*EXERCISE INSTRUCTIONS*: Reproduce verbatim everything from the line containing "the rock wall" down through the last of the lines below, including both ends. Leave the pictures out of your answer.

*RECORDS TO USE*:
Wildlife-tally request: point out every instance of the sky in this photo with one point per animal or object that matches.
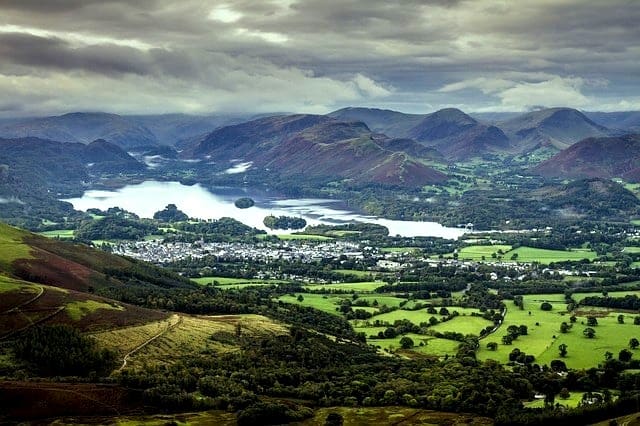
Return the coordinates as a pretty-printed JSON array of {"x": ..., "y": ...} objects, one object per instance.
[{"x": 315, "y": 56}]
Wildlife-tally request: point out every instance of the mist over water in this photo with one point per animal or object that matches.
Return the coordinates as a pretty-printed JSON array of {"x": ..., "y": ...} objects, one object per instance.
[{"x": 146, "y": 198}]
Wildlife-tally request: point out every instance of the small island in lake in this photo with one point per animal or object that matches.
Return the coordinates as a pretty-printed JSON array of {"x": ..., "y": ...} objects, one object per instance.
[
  {"x": 284, "y": 222},
  {"x": 244, "y": 203}
]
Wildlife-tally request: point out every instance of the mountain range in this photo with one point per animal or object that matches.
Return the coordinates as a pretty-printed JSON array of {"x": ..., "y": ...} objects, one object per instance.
[
  {"x": 605, "y": 157},
  {"x": 358, "y": 144}
]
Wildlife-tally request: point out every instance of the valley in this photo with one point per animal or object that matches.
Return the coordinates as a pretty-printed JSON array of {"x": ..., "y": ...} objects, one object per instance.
[{"x": 446, "y": 266}]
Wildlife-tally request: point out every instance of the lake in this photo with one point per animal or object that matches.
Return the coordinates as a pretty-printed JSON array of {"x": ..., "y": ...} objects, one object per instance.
[{"x": 146, "y": 198}]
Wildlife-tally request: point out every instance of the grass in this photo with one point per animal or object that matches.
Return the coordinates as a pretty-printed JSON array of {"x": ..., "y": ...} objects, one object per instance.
[
  {"x": 321, "y": 302},
  {"x": 524, "y": 254},
  {"x": 11, "y": 246},
  {"x": 58, "y": 233},
  {"x": 183, "y": 335},
  {"x": 578, "y": 297},
  {"x": 9, "y": 284},
  {"x": 399, "y": 249},
  {"x": 225, "y": 281},
  {"x": 367, "y": 286},
  {"x": 78, "y": 309},
  {"x": 572, "y": 402},
  {"x": 463, "y": 324},
  {"x": 478, "y": 252},
  {"x": 544, "y": 256},
  {"x": 356, "y": 272},
  {"x": 540, "y": 341}
]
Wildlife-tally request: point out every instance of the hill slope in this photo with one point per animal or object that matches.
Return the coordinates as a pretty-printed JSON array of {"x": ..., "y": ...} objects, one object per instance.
[
  {"x": 316, "y": 146},
  {"x": 458, "y": 135},
  {"x": 554, "y": 127},
  {"x": 605, "y": 157},
  {"x": 84, "y": 128}
]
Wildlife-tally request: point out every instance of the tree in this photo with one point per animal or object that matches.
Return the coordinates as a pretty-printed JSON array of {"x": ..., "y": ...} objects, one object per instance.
[
  {"x": 515, "y": 353},
  {"x": 334, "y": 419},
  {"x": 625, "y": 355},
  {"x": 563, "y": 350},
  {"x": 170, "y": 214},
  {"x": 406, "y": 342}
]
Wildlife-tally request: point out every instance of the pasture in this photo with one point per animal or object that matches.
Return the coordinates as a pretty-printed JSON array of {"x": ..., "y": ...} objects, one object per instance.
[
  {"x": 477, "y": 252},
  {"x": 367, "y": 286},
  {"x": 523, "y": 254},
  {"x": 544, "y": 256},
  {"x": 58, "y": 233},
  {"x": 544, "y": 336},
  {"x": 225, "y": 281},
  {"x": 76, "y": 310}
]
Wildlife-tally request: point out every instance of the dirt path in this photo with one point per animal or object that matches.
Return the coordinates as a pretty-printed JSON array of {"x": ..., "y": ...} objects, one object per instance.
[{"x": 177, "y": 319}]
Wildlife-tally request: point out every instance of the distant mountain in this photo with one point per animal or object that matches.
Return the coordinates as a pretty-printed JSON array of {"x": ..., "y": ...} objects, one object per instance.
[
  {"x": 392, "y": 123},
  {"x": 317, "y": 146},
  {"x": 34, "y": 161},
  {"x": 606, "y": 157},
  {"x": 83, "y": 128},
  {"x": 450, "y": 131},
  {"x": 627, "y": 121},
  {"x": 171, "y": 129},
  {"x": 458, "y": 135},
  {"x": 554, "y": 127}
]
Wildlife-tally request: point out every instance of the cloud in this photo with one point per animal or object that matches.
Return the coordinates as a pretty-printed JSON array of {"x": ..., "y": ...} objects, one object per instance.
[{"x": 416, "y": 55}]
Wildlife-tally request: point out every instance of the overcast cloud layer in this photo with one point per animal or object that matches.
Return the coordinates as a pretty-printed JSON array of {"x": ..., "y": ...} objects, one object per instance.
[{"x": 156, "y": 56}]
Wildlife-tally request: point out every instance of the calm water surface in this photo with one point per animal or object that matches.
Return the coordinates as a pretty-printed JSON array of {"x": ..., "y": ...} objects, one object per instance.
[{"x": 148, "y": 197}]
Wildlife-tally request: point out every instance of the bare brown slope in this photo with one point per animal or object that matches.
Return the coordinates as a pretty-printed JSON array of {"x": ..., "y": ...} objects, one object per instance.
[{"x": 596, "y": 157}]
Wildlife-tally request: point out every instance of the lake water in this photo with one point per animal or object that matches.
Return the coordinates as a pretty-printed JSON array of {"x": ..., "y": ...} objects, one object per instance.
[{"x": 196, "y": 201}]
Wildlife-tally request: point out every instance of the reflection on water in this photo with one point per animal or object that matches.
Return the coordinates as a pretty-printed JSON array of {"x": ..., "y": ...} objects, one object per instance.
[{"x": 148, "y": 197}]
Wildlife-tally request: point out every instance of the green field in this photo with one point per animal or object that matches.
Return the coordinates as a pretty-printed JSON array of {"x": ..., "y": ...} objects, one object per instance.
[
  {"x": 321, "y": 302},
  {"x": 11, "y": 246},
  {"x": 399, "y": 249},
  {"x": 58, "y": 233},
  {"x": 540, "y": 341},
  {"x": 367, "y": 286},
  {"x": 9, "y": 284},
  {"x": 578, "y": 297},
  {"x": 356, "y": 272},
  {"x": 544, "y": 256},
  {"x": 463, "y": 324},
  {"x": 478, "y": 252},
  {"x": 225, "y": 281},
  {"x": 524, "y": 254},
  {"x": 76, "y": 310}
]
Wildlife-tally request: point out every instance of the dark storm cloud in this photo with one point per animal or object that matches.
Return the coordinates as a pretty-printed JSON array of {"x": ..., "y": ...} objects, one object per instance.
[{"x": 316, "y": 55}]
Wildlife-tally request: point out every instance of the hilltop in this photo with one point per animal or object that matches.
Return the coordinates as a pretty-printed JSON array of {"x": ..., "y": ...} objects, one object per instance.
[
  {"x": 318, "y": 147},
  {"x": 558, "y": 128},
  {"x": 605, "y": 157}
]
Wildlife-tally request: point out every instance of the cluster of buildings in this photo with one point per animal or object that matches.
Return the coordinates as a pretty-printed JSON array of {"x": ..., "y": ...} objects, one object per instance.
[{"x": 160, "y": 252}]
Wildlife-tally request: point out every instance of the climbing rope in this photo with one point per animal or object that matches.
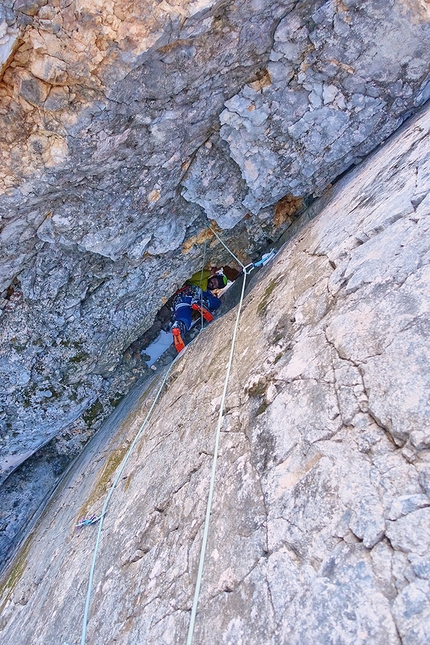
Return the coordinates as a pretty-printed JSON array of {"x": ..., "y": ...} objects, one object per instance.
[
  {"x": 93, "y": 519},
  {"x": 201, "y": 280},
  {"x": 109, "y": 495},
  {"x": 246, "y": 270}
]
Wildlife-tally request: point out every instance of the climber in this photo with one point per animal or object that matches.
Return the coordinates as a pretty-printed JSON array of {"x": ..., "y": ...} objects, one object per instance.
[{"x": 191, "y": 298}]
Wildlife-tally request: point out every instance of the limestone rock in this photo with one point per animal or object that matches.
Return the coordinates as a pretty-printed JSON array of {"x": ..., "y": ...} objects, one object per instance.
[
  {"x": 320, "y": 524},
  {"x": 124, "y": 126}
]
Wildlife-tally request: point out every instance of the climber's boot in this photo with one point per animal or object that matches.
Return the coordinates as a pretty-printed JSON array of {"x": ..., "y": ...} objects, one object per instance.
[
  {"x": 177, "y": 331},
  {"x": 205, "y": 312}
]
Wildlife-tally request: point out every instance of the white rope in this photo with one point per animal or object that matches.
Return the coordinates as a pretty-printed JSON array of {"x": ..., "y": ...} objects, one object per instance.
[
  {"x": 201, "y": 281},
  {"x": 212, "y": 482},
  {"x": 109, "y": 495}
]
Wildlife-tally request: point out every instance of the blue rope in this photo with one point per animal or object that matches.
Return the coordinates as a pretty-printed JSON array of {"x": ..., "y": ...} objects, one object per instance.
[{"x": 109, "y": 495}]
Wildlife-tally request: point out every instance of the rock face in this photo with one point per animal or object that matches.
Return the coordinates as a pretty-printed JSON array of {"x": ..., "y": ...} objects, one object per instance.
[
  {"x": 320, "y": 526},
  {"x": 124, "y": 127}
]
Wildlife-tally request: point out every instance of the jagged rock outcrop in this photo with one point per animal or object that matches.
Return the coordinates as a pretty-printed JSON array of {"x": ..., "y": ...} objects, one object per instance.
[
  {"x": 321, "y": 519},
  {"x": 123, "y": 128}
]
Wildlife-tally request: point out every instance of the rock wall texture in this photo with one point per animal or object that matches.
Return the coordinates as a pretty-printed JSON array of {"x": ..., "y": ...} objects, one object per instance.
[
  {"x": 123, "y": 127},
  {"x": 320, "y": 529}
]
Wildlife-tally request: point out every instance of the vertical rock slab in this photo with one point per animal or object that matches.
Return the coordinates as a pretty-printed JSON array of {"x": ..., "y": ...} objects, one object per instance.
[{"x": 321, "y": 517}]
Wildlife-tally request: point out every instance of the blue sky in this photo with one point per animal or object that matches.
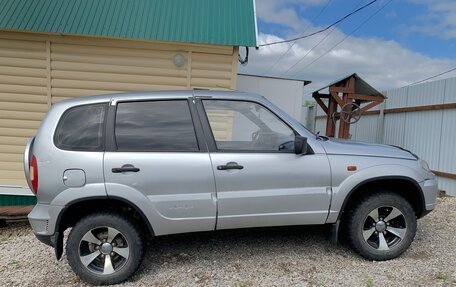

*OUTPUT*:
Wildlife-tally request: point out every instance of the rock wall texture in this photo with one point per animal or object that matches.
Return the coordinates as a pretty-printed JSON array of {"x": ..., "y": ...} objects, one object per instance.
[
  {"x": 123, "y": 127},
  {"x": 320, "y": 529}
]
Wildlife-tally request: point out every instance of the vertical rock slab in this photo with one point per animal or object that matches.
Return the coordinates as a pretty-printed JSON array of {"x": ..., "y": ...} objects, one object per instance.
[{"x": 321, "y": 517}]
Wildlife-tally request: point out every instance of the blue sky in this photo with one point per animal or object that matches.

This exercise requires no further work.